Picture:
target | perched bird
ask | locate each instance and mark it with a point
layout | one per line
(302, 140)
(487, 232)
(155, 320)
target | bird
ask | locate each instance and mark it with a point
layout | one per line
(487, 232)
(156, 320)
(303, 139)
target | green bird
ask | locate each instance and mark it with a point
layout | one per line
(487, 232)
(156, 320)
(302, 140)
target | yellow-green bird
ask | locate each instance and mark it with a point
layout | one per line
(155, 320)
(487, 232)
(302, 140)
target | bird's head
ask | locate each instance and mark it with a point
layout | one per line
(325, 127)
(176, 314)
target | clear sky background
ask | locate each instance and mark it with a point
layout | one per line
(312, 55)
----
■ **DESCRIPTION OF THE TASK**
Please write the listing out again, matching each line exactly.

■ **WRITTEN RESPONSE**
Picture:
target | perched bird
ask | locate each instance and mark it with a point
layout | one per line
(302, 140)
(487, 232)
(155, 320)
target | bird
ask | locate each instance and mark it with a point
layout | one per line
(487, 232)
(156, 320)
(303, 139)
target | green bird
ask | locate each instance and mark it with a point
layout | one per line
(487, 232)
(156, 320)
(302, 140)
target | yellow-green bird
ask | locate each instance and mark it with a point
layout | one per line
(155, 320)
(487, 232)
(302, 140)
target | bird's head
ask | locate each instance and mark it with a point
layout | one per line
(325, 127)
(176, 314)
target | clear sky background
ask | locate each instance and mark it with a point
layout | one per line
(312, 55)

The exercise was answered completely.